What you have to do: Can you rewrite the listing with "stepping stone path" changed to "gravel walkway" and nothing else altered, leaving out the pictures?

Raw data:
= = = = =
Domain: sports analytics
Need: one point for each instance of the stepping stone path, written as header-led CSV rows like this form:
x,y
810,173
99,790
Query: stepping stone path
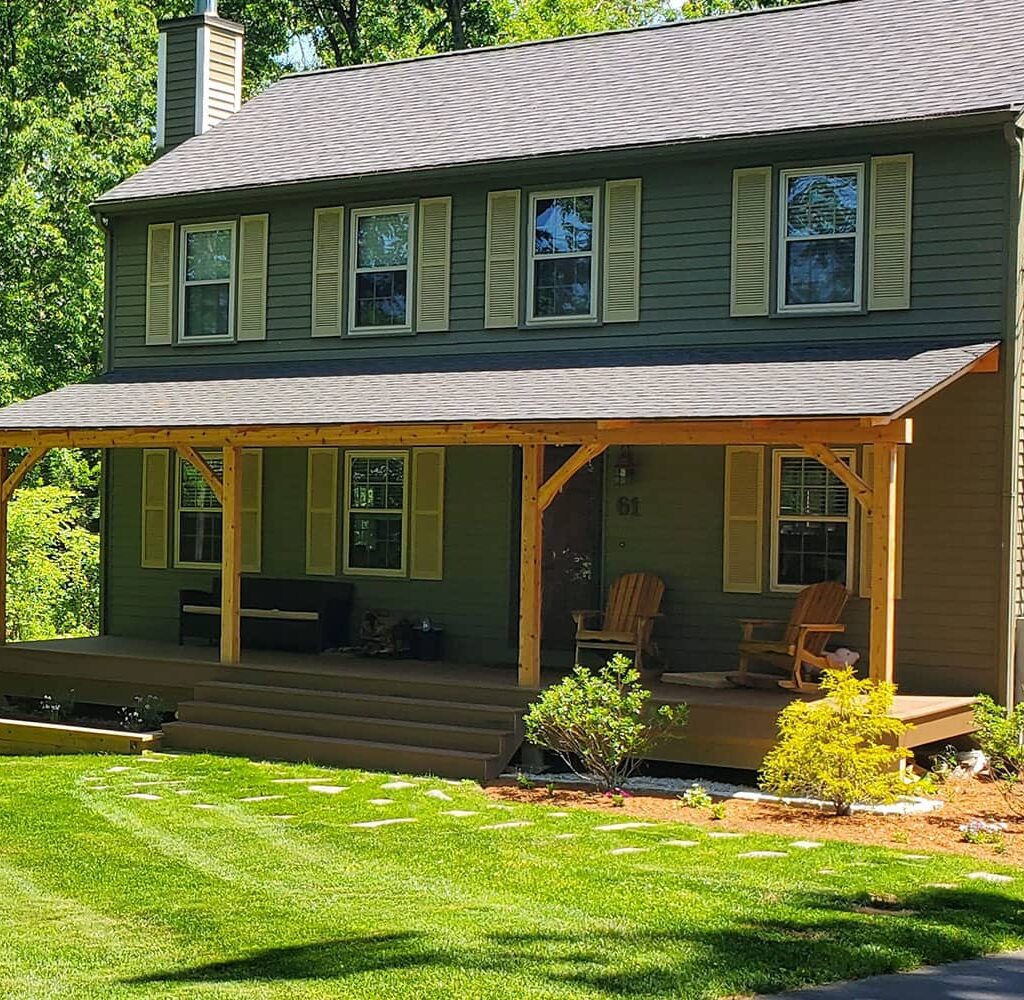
= = = = =
Answer to this problem:
Domain: sports analytics
Need: one point for each instance of the gravel walkway, written as header-led CSV rows like this form:
x,y
810,173
99,790
Query: gravel walkway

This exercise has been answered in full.